Your task:
Return, word for word, the line that contains "Can you find the wooden" and every line after it through the end of the records.

____________

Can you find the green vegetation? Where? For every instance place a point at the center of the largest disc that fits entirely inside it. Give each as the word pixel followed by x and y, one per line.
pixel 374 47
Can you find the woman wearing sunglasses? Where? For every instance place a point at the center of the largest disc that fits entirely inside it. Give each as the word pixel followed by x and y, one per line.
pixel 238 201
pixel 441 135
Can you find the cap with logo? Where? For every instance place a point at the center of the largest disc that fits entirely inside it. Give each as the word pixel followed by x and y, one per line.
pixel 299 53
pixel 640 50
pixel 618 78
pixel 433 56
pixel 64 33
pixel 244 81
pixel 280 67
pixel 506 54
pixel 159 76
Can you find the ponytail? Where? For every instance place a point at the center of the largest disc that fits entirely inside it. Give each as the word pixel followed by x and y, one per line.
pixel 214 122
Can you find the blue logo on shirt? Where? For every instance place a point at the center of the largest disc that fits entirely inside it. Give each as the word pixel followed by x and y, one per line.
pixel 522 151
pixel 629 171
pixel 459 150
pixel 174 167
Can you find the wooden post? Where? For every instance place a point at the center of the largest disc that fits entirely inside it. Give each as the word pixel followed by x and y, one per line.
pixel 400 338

____________

Response area:
Can you find the wooden post? Where? For every instance place a point at the center of the largest disc that fits entirely inside it. Give each as the word pixel followed by x and y, one per line.
pixel 400 338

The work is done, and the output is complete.